▶ Supplied text
++++

Sawaba did not forget his failure to grant women the right to vote and once declared that were it not “for the fact that women in the North were not allowed to vote or be voted for” she would have stood against him in his own constituency.
Northern women would eventually get the vote in 1976.
Sawaba, however, never achieved electoral success – either with NEPU or the two other parties she joined later on in her career.
In 1998, she announced her retirement, telling the New Nigerian newspaper: “Politics in the country has lost its flavour and is no longer a game of ideology, but a game of self-aggrandisement.”
A heavy price
But she had paid a heavy price during her 48 years in politics.
In an interview with the New Nigerian newspaper in 2000, the then 67-year-old Sawaba recalled one of her worst moments, describing how she “was beaten up by six men and left to die in a bush” while on her way to a meeting. No one was ever charged over the assault.
On another occasion, the New Nigerian had quoted her as saying: “There is no opening in my body – mouth, nostrils, eyes or anywhere else – from which blood did not gush out from because of torture.
“My front teeth are artificial. The originals were broken and pulled out.”
She also confirmed that as a result of torture she had endured in prison in 1957, she had needed surgery to remove her womb to save her life.

++++

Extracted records
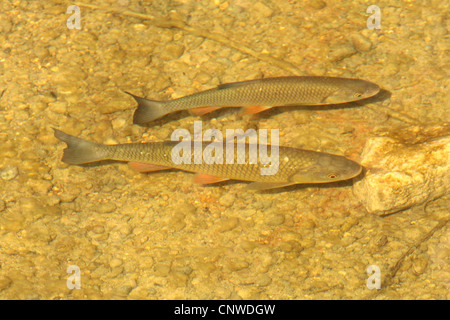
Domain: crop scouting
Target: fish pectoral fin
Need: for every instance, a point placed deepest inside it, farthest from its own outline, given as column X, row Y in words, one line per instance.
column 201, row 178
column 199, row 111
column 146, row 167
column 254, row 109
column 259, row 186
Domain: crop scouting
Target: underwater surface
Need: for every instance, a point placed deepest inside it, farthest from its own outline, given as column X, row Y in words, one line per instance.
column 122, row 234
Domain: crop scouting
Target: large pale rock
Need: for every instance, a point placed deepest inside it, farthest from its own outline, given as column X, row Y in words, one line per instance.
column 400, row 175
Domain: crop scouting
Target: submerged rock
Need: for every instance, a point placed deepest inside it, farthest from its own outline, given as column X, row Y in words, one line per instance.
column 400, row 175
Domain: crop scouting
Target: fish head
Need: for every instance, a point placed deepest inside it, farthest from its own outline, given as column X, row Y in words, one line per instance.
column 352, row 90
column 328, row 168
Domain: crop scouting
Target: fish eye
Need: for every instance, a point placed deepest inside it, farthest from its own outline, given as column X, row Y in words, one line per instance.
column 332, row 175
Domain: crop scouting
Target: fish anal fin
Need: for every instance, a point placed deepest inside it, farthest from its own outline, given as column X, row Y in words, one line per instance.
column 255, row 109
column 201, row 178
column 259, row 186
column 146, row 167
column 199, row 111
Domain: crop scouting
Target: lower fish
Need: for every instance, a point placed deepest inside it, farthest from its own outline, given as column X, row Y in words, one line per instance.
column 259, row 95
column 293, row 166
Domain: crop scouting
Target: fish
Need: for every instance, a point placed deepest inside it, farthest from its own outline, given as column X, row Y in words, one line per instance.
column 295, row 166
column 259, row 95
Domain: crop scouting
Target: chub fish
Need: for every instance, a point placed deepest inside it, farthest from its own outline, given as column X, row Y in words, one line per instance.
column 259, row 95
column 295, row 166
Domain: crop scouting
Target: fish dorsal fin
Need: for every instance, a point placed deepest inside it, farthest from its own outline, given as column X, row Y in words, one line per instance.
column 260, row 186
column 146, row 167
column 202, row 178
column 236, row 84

++++

Copy the part of the passage about Sawaba that opens with the words containing "In 1998, she" and closes with "over the assault.". Work only from the passage about Sawaba.

▶ Result
In 1998, she announced her retirement, telling the New Nigerian newspaper: “Politics in the country has lost its flavour and is no longer a game of ideology, but a game of self-aggrandisement.”
A heavy price
But she had paid a heavy price during her 48 years in politics.
In an interview with the New Nigerian newspaper in 2000, the then 67-year-old Sawaba recalled one of her worst moments, describing how she “was beaten up by six men and left to die in a bush” while on her way to a meeting. No one was ever charged over the assault.